§ AIM: Can you rewrite everything from the start of the listing down to the line containing "Query: green foliage", replacing "hole" with "gap" and leaving everything else the same? Omit the pictures.

§ GIVEN DATA:

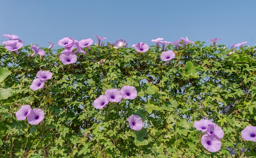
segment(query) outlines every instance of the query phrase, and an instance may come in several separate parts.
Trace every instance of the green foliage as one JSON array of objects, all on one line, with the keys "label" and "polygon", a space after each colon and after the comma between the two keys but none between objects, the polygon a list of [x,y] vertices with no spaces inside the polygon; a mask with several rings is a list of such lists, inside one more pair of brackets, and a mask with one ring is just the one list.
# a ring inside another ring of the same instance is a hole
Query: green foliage
[{"label": "green foliage", "polygon": [[[255,155],[254,144],[240,133],[256,126],[255,48],[229,55],[232,50],[225,46],[203,44],[196,42],[180,50],[168,46],[177,55],[168,64],[155,47],[138,53],[130,48],[92,46],[67,65],[59,58],[63,49],[45,48],[41,59],[28,56],[32,53],[29,46],[13,57],[0,46],[1,87],[15,91],[0,100],[0,157],[231,156],[227,147],[234,149],[233,157]],[[11,73],[2,75],[6,69]],[[52,78],[33,91],[29,86],[40,70],[49,70]],[[135,87],[138,96],[101,110],[93,107],[106,90],[124,85]],[[45,118],[37,125],[17,120],[15,113],[23,105],[43,109]],[[140,131],[129,127],[132,114],[142,119]],[[216,153],[200,143],[202,132],[193,124],[202,118],[225,132]]]}]

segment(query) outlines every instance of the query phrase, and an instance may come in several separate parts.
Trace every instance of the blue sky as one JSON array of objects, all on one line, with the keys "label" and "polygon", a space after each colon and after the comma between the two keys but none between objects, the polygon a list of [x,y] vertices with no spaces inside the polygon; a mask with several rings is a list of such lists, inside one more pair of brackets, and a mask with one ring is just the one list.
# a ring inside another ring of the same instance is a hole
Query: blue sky
[{"label": "blue sky", "polygon": [[[80,40],[94,35],[102,41],[126,40],[128,47],[158,37],[173,42],[180,36],[231,47],[256,44],[256,1],[251,0],[2,0],[0,40],[15,34],[25,42],[48,47],[64,37]],[[56,49],[59,47],[56,47]]]}]

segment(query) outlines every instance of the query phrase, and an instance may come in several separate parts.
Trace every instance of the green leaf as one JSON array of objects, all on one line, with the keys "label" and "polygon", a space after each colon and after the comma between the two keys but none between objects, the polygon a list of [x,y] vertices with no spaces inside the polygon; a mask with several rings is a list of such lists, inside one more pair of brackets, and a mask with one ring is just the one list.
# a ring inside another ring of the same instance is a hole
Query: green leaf
[{"label": "green leaf", "polygon": [[2,82],[11,73],[11,71],[10,71],[0,67],[0,82]]}]

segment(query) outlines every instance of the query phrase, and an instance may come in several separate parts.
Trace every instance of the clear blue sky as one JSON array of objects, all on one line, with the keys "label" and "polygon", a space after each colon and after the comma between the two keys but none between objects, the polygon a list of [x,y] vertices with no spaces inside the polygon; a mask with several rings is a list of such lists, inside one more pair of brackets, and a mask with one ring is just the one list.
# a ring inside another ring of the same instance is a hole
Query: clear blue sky
[{"label": "clear blue sky", "polygon": [[[256,0],[1,0],[0,40],[15,34],[25,42],[48,47],[64,37],[80,40],[93,36],[102,41],[126,40],[155,45],[158,37],[173,42],[187,36],[230,47],[256,44]],[[1,43],[2,41],[1,41]],[[58,47],[55,48],[58,48]]]}]

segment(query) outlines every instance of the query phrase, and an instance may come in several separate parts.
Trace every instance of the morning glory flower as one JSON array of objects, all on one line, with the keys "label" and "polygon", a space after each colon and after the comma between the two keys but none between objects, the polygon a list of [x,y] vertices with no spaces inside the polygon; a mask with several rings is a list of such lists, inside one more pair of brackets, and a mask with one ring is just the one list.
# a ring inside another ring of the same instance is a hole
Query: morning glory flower
[{"label": "morning glory flower", "polygon": [[99,98],[94,100],[93,101],[93,105],[95,108],[98,109],[102,109],[103,107],[107,107],[106,105],[108,103],[109,101],[108,98],[103,95],[100,95]]},{"label": "morning glory flower", "polygon": [[20,109],[16,112],[15,115],[18,120],[25,120],[31,111],[31,107],[29,105],[23,105]]},{"label": "morning glory flower", "polygon": [[68,65],[76,62],[77,57],[70,51],[65,51],[60,56],[60,59],[63,64]]},{"label": "morning glory flower", "polygon": [[151,42],[156,42],[157,44],[157,48],[158,49],[158,48],[159,48],[159,42],[163,40],[164,38],[159,38],[156,39],[155,40],[151,40]]},{"label": "morning glory flower", "polygon": [[209,40],[208,40],[207,41],[211,41],[212,43],[213,44],[213,46],[216,47],[216,43],[217,42],[217,41],[220,40],[221,40],[221,38],[211,38]]},{"label": "morning glory flower", "polygon": [[106,38],[106,37],[99,37],[96,35],[93,35],[93,36],[94,37],[96,37],[98,39],[98,43],[99,46],[100,45],[100,44],[101,40],[103,40],[103,39],[107,39],[107,38]]},{"label": "morning glory flower", "polygon": [[170,42],[170,44],[174,45],[174,46],[176,47],[176,49],[177,50],[179,50],[179,45],[180,45],[180,43],[181,41],[181,40],[177,40],[173,42]]},{"label": "morning glory flower", "polygon": [[30,56],[31,57],[34,57],[37,54],[41,56],[45,55],[45,52],[36,45],[31,45],[31,49],[34,52],[34,53]]},{"label": "morning glory flower", "polygon": [[34,108],[27,115],[27,122],[29,123],[38,125],[45,118],[44,111],[39,108]]},{"label": "morning glory flower", "polygon": [[32,84],[30,85],[30,88],[33,91],[36,91],[43,88],[44,84],[45,81],[42,81],[40,78],[36,78],[32,82]]},{"label": "morning glory flower", "polygon": [[217,152],[221,147],[220,140],[214,134],[204,134],[201,138],[201,143],[207,150],[211,152]]},{"label": "morning glory flower", "polygon": [[107,89],[105,95],[108,98],[108,101],[111,102],[119,102],[121,101],[122,98],[120,91],[115,88]]},{"label": "morning glory flower", "polygon": [[124,99],[134,99],[138,95],[136,89],[132,86],[124,86],[120,90]]},{"label": "morning glory flower", "polygon": [[182,45],[182,49],[184,48],[185,46],[186,46],[187,45],[188,45],[189,43],[193,43],[193,44],[195,43],[189,40],[187,38],[184,38],[182,37],[180,37],[180,38],[181,38],[183,41],[183,44]]},{"label": "morning glory flower", "polygon": [[40,70],[37,72],[36,77],[42,81],[45,81],[47,79],[50,79],[52,77],[52,73],[49,70],[44,71]]},{"label": "morning glory flower", "polygon": [[256,142],[256,127],[247,126],[241,131],[242,137],[245,140]]},{"label": "morning glory flower", "polygon": [[244,45],[244,44],[245,44],[246,43],[247,43],[247,41],[243,42],[242,43],[238,43],[236,45],[232,45],[232,46],[231,46],[231,48],[230,48],[232,49],[235,47],[241,48]]},{"label": "morning glory flower", "polygon": [[145,53],[149,49],[149,46],[146,43],[140,42],[135,46],[135,50],[138,52]]},{"label": "morning glory flower", "polygon": [[208,120],[202,119],[199,121],[195,121],[194,123],[194,127],[198,131],[201,131],[204,132],[207,131],[208,125],[213,124],[213,123]]},{"label": "morning glory flower", "polygon": [[175,53],[173,51],[163,51],[160,58],[164,61],[169,61],[175,58]]},{"label": "morning glory flower", "polygon": [[215,134],[220,139],[223,138],[224,136],[224,132],[221,128],[214,123],[208,125],[207,131],[208,135]]},{"label": "morning glory flower", "polygon": [[135,131],[139,131],[143,127],[142,119],[137,115],[132,114],[130,116],[128,122],[130,128]]}]

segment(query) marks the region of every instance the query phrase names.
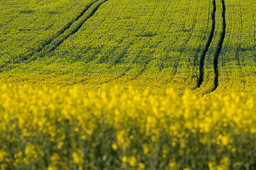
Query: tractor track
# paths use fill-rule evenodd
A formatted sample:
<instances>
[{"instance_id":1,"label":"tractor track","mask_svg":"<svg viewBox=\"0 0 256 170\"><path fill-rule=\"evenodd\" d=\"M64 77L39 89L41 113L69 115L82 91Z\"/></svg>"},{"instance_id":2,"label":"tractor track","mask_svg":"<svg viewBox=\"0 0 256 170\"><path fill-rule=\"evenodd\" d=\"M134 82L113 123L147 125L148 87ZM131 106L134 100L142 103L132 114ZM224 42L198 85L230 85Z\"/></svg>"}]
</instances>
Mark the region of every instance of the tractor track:
<instances>
[{"instance_id":1,"label":"tractor track","mask_svg":"<svg viewBox=\"0 0 256 170\"><path fill-rule=\"evenodd\" d=\"M218 42L217 49L216 49L216 51L215 51L215 52L214 54L214 57L213 57L213 69L214 69L215 77L214 77L214 87L211 90L211 92L215 91L218 86L218 78L220 76L218 69L218 58L219 58L221 50L223 48L223 45L225 35L225 30L226 30L226 21L225 21L225 9L226 8L225 8L225 0L221 0L221 4L222 4L222 7L223 7L222 8L222 19L223 19L222 29L223 29L223 30L220 33L220 40ZM213 1L213 13L212 13L212 21L213 21L212 28L210 30L208 40L206 45L206 47L203 50L202 55L201 57L200 65L199 65L200 74L199 74L199 79L198 79L198 84L197 84L197 88L199 88L203 81L205 59L206 59L207 52L209 50L210 45L213 38L214 37L214 32L215 30L215 23L216 23L215 14L216 14L216 11L217 11L216 0Z\"/></svg>"},{"instance_id":2,"label":"tractor track","mask_svg":"<svg viewBox=\"0 0 256 170\"><path fill-rule=\"evenodd\" d=\"M218 77L220 76L218 70L218 57L220 56L220 51L222 50L222 47L223 45L225 35L225 29L226 29L225 0L222 0L221 3L222 3L222 6L223 6L223 11L222 11L223 31L220 34L220 40L218 44L217 51L214 55L213 69L214 69L214 73L215 73L215 78L214 78L214 89L213 89L212 91L215 91L218 86Z\"/></svg>"},{"instance_id":3,"label":"tractor track","mask_svg":"<svg viewBox=\"0 0 256 170\"><path fill-rule=\"evenodd\" d=\"M107 1L108 0L97 0L87 5L73 21L65 26L54 37L47 40L41 47L31 52L26 56L22 57L21 59L16 60L14 62L7 62L5 64L3 64L0 66L0 69L3 69L8 64L17 64L21 62L28 64L54 51L70 35L78 32L82 26L96 13L100 6ZM87 11L89 11L88 13L86 13ZM85 16L85 14L87 14L87 16ZM15 67L14 67L14 68ZM2 70L0 70L0 72L2 72Z\"/></svg>"},{"instance_id":4,"label":"tractor track","mask_svg":"<svg viewBox=\"0 0 256 170\"><path fill-rule=\"evenodd\" d=\"M199 64L200 74L199 74L199 79L198 79L198 84L197 84L197 88L199 88L201 86L201 85L202 84L203 81L205 59L206 59L206 53L207 53L208 50L209 50L210 45L213 40L213 35L214 35L214 31L215 29L215 14L216 14L216 9L217 9L215 0L213 1L213 9L212 15L211 15L212 28L210 29L210 35L207 40L206 47L203 50L203 53L201 55L201 60L200 60L200 64Z\"/></svg>"}]
</instances>

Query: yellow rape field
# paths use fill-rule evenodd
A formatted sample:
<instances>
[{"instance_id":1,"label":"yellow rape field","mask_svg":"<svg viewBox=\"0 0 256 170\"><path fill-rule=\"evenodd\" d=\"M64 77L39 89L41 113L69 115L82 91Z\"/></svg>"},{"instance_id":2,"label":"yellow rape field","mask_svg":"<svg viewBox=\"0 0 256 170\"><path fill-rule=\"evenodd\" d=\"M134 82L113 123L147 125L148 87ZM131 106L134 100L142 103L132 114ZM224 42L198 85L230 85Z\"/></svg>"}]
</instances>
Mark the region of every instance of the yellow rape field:
<instances>
[{"instance_id":1,"label":"yellow rape field","mask_svg":"<svg viewBox=\"0 0 256 170\"><path fill-rule=\"evenodd\" d=\"M256 99L2 84L1 169L254 169Z\"/></svg>"}]
</instances>

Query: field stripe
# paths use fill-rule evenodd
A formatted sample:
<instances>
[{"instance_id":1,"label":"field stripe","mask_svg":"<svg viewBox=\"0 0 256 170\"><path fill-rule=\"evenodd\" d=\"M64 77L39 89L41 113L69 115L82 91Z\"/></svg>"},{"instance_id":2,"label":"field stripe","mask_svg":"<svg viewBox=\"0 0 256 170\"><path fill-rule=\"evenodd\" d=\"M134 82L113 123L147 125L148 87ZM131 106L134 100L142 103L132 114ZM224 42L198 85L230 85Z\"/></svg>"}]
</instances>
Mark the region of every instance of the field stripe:
<instances>
[{"instance_id":1,"label":"field stripe","mask_svg":"<svg viewBox=\"0 0 256 170\"><path fill-rule=\"evenodd\" d=\"M44 44L40 49L31 52L28 55L23 57L12 64L20 63L21 62L23 62L23 63L28 64L36 60L38 57L42 57L46 54L54 51L55 49L60 46L64 40L78 32L83 23L90 17L92 17L95 13L99 7L107 1L107 0L97 0L87 5L78 15L78 16L75 17L74 21L68 23L55 36L47 41L46 44ZM88 11L90 11L88 12L88 13L86 13ZM85 16L85 15L86 16ZM0 66L0 69L3 69L5 66L6 66L7 64L10 63L5 63L2 64ZM15 68L15 67L13 67L13 68ZM3 70L1 70L0 72L3 72Z\"/></svg>"},{"instance_id":2,"label":"field stripe","mask_svg":"<svg viewBox=\"0 0 256 170\"><path fill-rule=\"evenodd\" d=\"M224 42L224 38L225 35L225 29L226 29L226 21L225 21L225 0L221 1L222 6L223 6L223 11L222 11L222 17L223 17L223 31L220 34L220 38L219 42L218 44L218 49L214 56L214 61L213 61L213 68L214 68L214 73L215 73L215 79L214 79L214 89L213 90L215 91L218 85L218 77L219 73L218 70L218 57L220 54L220 51L222 49L222 46Z\"/></svg>"},{"instance_id":3,"label":"field stripe","mask_svg":"<svg viewBox=\"0 0 256 170\"><path fill-rule=\"evenodd\" d=\"M201 56L201 59L200 59L200 65L199 65L200 74L199 74L199 79L198 79L198 84L197 84L197 88L199 88L201 86L201 85L202 84L203 81L205 59L206 59L206 53L207 53L208 50L209 50L210 45L213 40L213 35L214 35L214 30L215 29L215 13L216 13L216 8L217 8L215 0L213 1L213 12L212 12L212 28L210 29L210 35L209 35L208 40L207 41L207 43L206 45L206 47L203 50L203 53L202 53L202 55Z\"/></svg>"}]
</instances>

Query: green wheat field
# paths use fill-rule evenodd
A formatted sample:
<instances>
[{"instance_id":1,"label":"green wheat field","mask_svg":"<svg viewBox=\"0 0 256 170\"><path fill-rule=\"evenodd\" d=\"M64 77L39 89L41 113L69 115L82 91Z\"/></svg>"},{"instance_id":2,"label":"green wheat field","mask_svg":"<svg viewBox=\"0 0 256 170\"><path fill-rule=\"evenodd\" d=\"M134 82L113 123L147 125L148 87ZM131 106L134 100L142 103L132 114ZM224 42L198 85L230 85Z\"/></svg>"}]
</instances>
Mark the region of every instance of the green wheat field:
<instances>
[{"instance_id":1,"label":"green wheat field","mask_svg":"<svg viewBox=\"0 0 256 170\"><path fill-rule=\"evenodd\" d=\"M256 1L0 0L0 169L256 169Z\"/></svg>"}]
</instances>

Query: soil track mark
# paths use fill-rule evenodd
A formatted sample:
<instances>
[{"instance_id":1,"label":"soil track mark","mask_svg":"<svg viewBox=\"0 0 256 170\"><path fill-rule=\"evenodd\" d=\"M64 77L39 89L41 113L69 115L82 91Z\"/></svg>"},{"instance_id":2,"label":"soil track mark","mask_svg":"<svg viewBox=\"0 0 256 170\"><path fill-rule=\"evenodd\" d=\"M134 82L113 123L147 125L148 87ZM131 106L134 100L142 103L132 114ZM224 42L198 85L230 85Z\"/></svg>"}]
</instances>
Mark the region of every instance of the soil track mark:
<instances>
[{"instance_id":1,"label":"soil track mark","mask_svg":"<svg viewBox=\"0 0 256 170\"><path fill-rule=\"evenodd\" d=\"M63 41L68 39L70 35L78 32L86 21L92 17L99 7L107 1L107 0L97 0L87 5L74 20L69 22L55 36L47 40L41 48L31 52L26 56L21 57L20 59L14 61L13 63L6 62L2 64L0 66L0 69L3 69L7 65L7 64L17 64L21 62L28 64L36 60L38 57L42 57L46 54L54 51ZM15 67L16 67L14 66L11 69Z\"/></svg>"},{"instance_id":2,"label":"soil track mark","mask_svg":"<svg viewBox=\"0 0 256 170\"><path fill-rule=\"evenodd\" d=\"M215 79L214 79L214 89L212 91L215 91L218 85L218 77L220 76L218 70L218 57L220 54L220 51L222 49L222 46L224 42L224 38L225 35L225 29L226 29L226 21L225 21L225 0L221 1L222 6L223 6L223 11L222 11L222 17L223 17L223 31L220 34L220 40L218 44L218 49L214 55L214 63L213 63L213 68L214 68L214 73L215 73Z\"/></svg>"},{"instance_id":3,"label":"soil track mark","mask_svg":"<svg viewBox=\"0 0 256 170\"><path fill-rule=\"evenodd\" d=\"M208 50L209 50L210 45L213 40L213 35L214 35L214 31L215 29L215 22L216 22L215 21L215 13L216 13L216 9L217 9L215 0L213 1L213 9L212 15L211 15L212 21L213 21L212 28L210 29L210 35L208 39L207 43L206 45L206 47L203 50L203 53L201 55L201 60L200 60L200 65L199 65L200 74L199 74L199 79L198 79L198 84L197 84L197 88L199 88L201 86L201 85L202 84L203 81L205 59L206 59L206 53L207 53Z\"/></svg>"},{"instance_id":4,"label":"soil track mark","mask_svg":"<svg viewBox=\"0 0 256 170\"><path fill-rule=\"evenodd\" d=\"M43 47L45 47L46 45L49 45L51 42L53 42L53 40L56 38L57 37L60 36L61 34L64 33L64 32L65 30L67 30L68 29L69 29L71 26L71 25L75 23L75 21L77 21L80 18L81 18L81 16L82 16L88 10L88 8L90 8L92 5L93 5L95 3L96 3L98 0L97 1L94 1L93 2L91 2L90 4L87 5L85 6L85 8L78 13L78 15L75 18L74 20L71 21L70 22L69 22L66 26L65 26L59 33L58 33L55 36L53 36L53 38L51 38L50 39L48 40L46 43L44 45L42 45L42 47L40 49L38 49L37 50L36 50L36 52L34 52L33 53L32 53L31 55L33 55L35 52L41 52Z\"/></svg>"},{"instance_id":5,"label":"soil track mark","mask_svg":"<svg viewBox=\"0 0 256 170\"><path fill-rule=\"evenodd\" d=\"M61 35L60 35L58 38L55 38L54 40L53 40L52 42L52 45L50 45L51 43L49 43L50 47L46 47L46 50L45 50L45 52L43 52L43 54L41 54L41 55L39 55L39 57L43 57L43 55L46 55L47 53L50 53L50 52L55 50L58 46L60 45L60 44L65 40L67 40L70 35L73 35L74 33L75 33L76 32L78 31L78 30L82 27L82 26L85 23L86 21L87 21L90 17L92 17L95 12L97 11L97 10L99 8L99 7L105 2L106 2L107 0L105 0L102 1L101 2L99 2L99 1L97 1L97 3L93 3L90 7L91 7L93 4L95 4L95 6L92 7L93 8L92 9L91 11L89 12L89 13L87 14L87 16L85 16L85 18L82 18L80 21L77 21L78 23L73 23L73 24L75 25L73 26L73 28L72 28L73 24L71 24L71 26L69 27L69 28L70 28L70 30L69 29L67 29L66 30L65 30ZM97 3L99 2L99 3ZM83 14L85 13L86 11L87 11L87 10L90 10L90 8L87 8L86 10L84 10L85 12L83 13ZM81 15L80 18L82 18L83 15ZM68 33L65 33L65 32Z\"/></svg>"}]
</instances>

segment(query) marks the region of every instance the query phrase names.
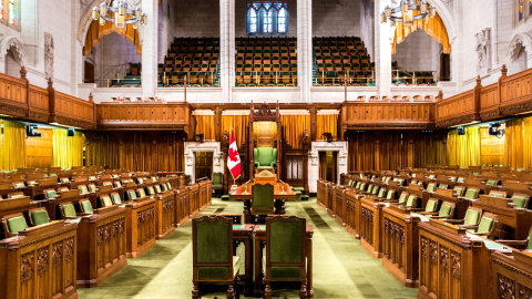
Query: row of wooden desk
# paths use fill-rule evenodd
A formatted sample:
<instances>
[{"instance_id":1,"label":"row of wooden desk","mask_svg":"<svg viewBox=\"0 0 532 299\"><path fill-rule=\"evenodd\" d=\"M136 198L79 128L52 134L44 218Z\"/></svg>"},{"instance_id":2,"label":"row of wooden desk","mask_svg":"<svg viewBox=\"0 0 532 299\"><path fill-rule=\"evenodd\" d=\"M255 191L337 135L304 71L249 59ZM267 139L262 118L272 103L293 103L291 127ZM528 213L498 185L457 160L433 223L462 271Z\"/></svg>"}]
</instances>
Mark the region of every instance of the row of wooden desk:
<instances>
[{"instance_id":1,"label":"row of wooden desk","mask_svg":"<svg viewBox=\"0 0 532 299\"><path fill-rule=\"evenodd\" d=\"M313 235L310 225L306 228L307 241L307 298L314 298L313 289ZM260 265L263 259L263 248L266 244L266 226L263 225L234 225L233 240L242 241L245 246L245 296L260 297L262 276ZM236 250L236 246L234 246ZM253 274L253 275L250 275ZM253 282L255 280L255 283Z\"/></svg>"},{"instance_id":2,"label":"row of wooden desk","mask_svg":"<svg viewBox=\"0 0 532 299\"><path fill-rule=\"evenodd\" d=\"M395 187L398 187L397 184ZM428 193L422 190L399 188L399 193L418 193L423 206L429 198ZM371 256L382 258L383 267L401 283L419 287L418 298L513 298L502 297L512 290L525 290L520 296L531 293L532 268L522 271L522 267L515 267L515 260L531 265L530 251L521 252L468 236L466 229L458 226L429 219L403 207L386 204L375 196L361 195L352 188L323 181L318 181L318 203L352 237L359 238ZM463 204L499 215L495 236L526 239L532 225L530 210L494 206L482 198ZM463 218L463 215L459 217ZM510 285L501 282L510 280L513 281Z\"/></svg>"},{"instance_id":3,"label":"row of wooden desk","mask_svg":"<svg viewBox=\"0 0 532 299\"><path fill-rule=\"evenodd\" d=\"M153 198L94 209L76 219L30 227L18 237L0 240L0 298L76 298L76 288L101 285L127 265L126 258L141 256L156 239L197 215L211 204L211 182L183 186ZM0 218L39 206L54 210L80 199L4 199Z\"/></svg>"}]
</instances>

§ SOLUTION:
segment(query) outlines every instance of the query phrase, and an instance may come in several separate parts.
Trace every instance of the green foliage as one JSON array of objects, all on one line, with the keys "label" and "polygon", a space after each colon and after the comma between the two keys but none between objects, the polygon a list of [x,y] vertices with no spaces inside the polygon; a mask with several rings is a list of such lists, inside one more pair of brackets, and a mask with one ring is just the one list.
# a ring inside another ring of the same instance is a gap
Query: green foliage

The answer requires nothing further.